STATED EXERCISE: State how many lines of the data below contain the string "stem", counting only matches with the same case. Reply with the number alone.
━━━━━ RECORDS FOR THIS TASK ━━━━━
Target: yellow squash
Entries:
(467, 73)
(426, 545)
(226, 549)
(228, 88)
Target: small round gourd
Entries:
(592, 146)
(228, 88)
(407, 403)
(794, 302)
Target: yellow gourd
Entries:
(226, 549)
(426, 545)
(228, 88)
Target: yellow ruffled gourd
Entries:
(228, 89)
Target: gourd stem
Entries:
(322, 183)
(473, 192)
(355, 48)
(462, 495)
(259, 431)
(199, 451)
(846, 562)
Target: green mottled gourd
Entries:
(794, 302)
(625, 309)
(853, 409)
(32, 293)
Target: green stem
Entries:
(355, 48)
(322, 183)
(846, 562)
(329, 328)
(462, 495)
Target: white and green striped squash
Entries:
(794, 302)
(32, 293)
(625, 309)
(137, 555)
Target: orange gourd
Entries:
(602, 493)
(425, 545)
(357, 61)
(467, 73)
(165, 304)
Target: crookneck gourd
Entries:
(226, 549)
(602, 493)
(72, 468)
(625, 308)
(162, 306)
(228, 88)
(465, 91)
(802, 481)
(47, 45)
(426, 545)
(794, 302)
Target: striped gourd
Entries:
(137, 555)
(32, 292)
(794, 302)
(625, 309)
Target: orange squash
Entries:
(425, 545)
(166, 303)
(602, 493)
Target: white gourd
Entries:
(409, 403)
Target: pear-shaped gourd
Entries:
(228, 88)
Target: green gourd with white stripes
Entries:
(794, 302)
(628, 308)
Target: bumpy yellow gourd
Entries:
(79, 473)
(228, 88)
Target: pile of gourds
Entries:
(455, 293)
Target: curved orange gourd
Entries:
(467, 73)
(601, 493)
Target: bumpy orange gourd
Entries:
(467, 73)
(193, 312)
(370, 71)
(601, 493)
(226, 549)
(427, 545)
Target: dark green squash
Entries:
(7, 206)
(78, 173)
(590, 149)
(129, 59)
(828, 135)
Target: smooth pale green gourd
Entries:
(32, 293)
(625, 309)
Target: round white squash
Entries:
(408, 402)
━━━━━
━━━━━ RECORDS FOR THIS TASK ━━━━━
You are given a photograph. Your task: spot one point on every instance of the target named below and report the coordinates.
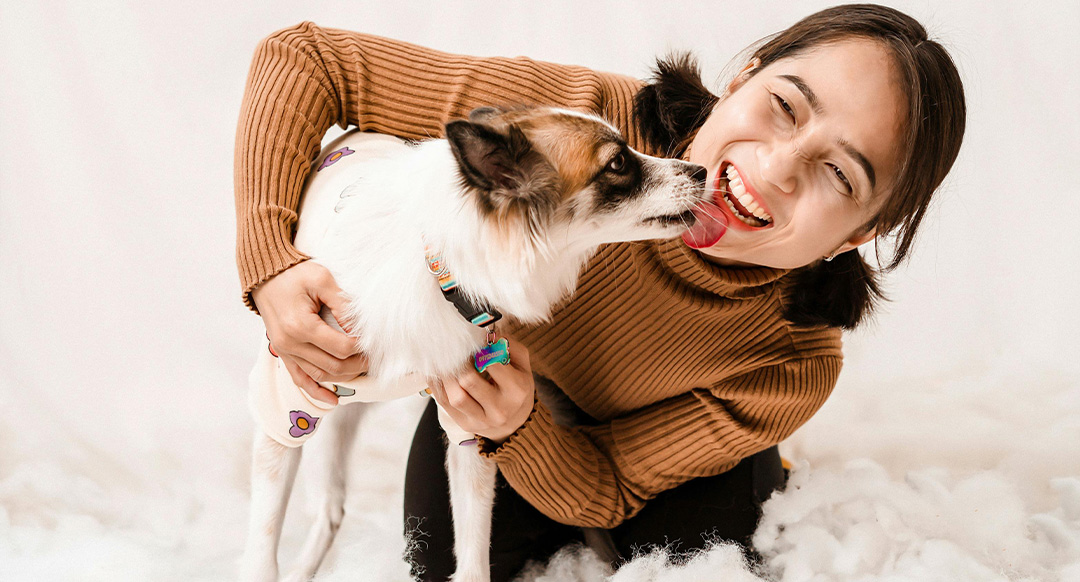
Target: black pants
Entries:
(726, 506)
━━━━━
SOLUTION FOR THIS PROBLEM: 2